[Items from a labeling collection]
------------------------

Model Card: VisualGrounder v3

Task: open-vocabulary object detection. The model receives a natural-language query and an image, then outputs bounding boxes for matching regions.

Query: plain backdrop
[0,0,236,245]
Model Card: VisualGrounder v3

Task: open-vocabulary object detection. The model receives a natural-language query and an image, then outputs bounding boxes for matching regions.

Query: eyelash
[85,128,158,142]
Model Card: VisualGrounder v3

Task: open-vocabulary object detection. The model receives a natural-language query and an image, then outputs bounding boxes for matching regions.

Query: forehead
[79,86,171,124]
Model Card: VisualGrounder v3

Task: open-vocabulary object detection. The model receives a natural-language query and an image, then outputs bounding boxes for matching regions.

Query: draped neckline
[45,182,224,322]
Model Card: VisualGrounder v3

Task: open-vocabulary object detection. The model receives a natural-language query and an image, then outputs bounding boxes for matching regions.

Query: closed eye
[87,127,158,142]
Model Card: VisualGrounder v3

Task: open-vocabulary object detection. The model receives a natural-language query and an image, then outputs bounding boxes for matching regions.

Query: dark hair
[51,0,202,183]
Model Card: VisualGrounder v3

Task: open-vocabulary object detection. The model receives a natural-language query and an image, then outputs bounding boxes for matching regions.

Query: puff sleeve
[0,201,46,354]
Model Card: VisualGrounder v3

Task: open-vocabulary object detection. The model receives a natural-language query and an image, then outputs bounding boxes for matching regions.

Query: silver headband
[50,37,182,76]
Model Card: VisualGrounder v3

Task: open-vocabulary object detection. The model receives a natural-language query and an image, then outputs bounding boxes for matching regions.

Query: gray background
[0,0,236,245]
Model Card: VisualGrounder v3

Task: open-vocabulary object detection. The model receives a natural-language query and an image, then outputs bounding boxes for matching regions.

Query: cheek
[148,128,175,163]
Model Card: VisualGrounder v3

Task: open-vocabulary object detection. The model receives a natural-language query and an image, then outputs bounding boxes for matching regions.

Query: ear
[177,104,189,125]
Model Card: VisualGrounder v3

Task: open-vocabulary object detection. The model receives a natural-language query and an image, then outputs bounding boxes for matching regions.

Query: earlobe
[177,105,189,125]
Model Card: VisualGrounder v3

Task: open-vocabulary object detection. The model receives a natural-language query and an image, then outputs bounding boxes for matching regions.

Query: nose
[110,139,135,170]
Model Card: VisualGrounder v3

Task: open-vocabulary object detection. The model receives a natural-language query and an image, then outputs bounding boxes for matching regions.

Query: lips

------------------------

▸ REQUEST: Recast every line of the entries above as a JSON list of strings with one string per line, and leave out the blank lines.

▸ RESPONSE:
[
  "Model Card: VisualGrounder v3",
  "Task: open-vocabulary object detection. The model receives a natural-language query and an image, then outputs bounding boxes for matching regions.",
  "Query: plain backdrop",
  "[0,0,236,245]",
  "Model Card: VisualGrounder v3",
  "Task: open-vocabulary object detection. The model receives a natural-language query and an image, then outputs bounding boxes for matching regions.",
  "Query: eyelash",
  "[85,128,158,142]",
  "Model Card: VisualGrounder v3",
  "Task: open-vocabulary object detection. The model receives a natural-language query and an image, then outputs bounding boxes for matching regions.",
  "Query: forehead",
  "[79,86,171,124]",
  "Model Card: VisualGrounder v3",
  "Task: open-vocabulary object detection. The model receives a natural-language query and an image, then outputs bounding boxes for matching regions.",
  "Query: draped neckline",
  "[45,182,224,322]",
  "Model Card: VisualGrounder v3",
  "Task: open-vocabulary object detection. The model receives a natural-language query and an image, then outputs bounding boxes for matching regions.",
  "Query: closed eye",
  "[87,127,158,142]",
  "Model Card: VisualGrounder v3",
  "Task: open-vocabulary object detection. The model receives a natural-language query and an image, then outputs bounding boxes for matching regions.",
  "Query: dark hair",
  "[51,0,202,183]",
  "Model Card: VisualGrounder v3",
  "Task: open-vocabulary object detection. The model receives a natural-language query and an image, then outputs bounding boxes for matching regions.",
  "Query: puff sleeve",
  "[0,201,46,354]",
  "Model Card: VisualGrounder v3",
  "Task: open-vocabulary object detection. The model receives a natural-language query and an image, then outputs bounding boxes for matching regions.",
  "Query: silver headband",
  "[50,37,182,76]",
  "Model Card: VisualGrounder v3",
  "Task: open-vocabulary object detection. The model receives a natural-language query and an image, then outputs bounding boxes for matching regions.",
  "Query: gray background",
  "[0,0,236,245]",
  "Model Card: VisualGrounder v3",
  "Task: open-vocabulary object detection. The model receives a natural-language query and an image, then outputs bounding boxes for matching regions.",
  "Query: cheek",
  "[148,128,175,163]",
  "Model Card: VisualGrounder v3",
  "Task: open-vocabulary object detection. The model receives a natural-language query and an image, then outputs bounding boxes for matching regions.",
  "Query: ear",
  "[177,104,189,125]",
  "Model Card: VisualGrounder v3",
  "Task: open-vocabulary object detection. The model receives a natural-language query and an image, then outputs bounding boxes for matching regions.",
  "Query: earlobe",
  "[177,105,189,125]",
  "Model Card: VisualGrounder v3",
  "Task: open-vocabulary object detection. The model receives a natural-language query and an image, then outputs bounding boxes for matching regions.",
  "Query: nose",
  "[110,139,135,170]",
  "Model Card: VisualGrounder v3",
  "Task: open-vocabulary object detection. The model receives a natural-language query and an image, then outputs bounding boxes for matching regions.",
  "Query: lips"
]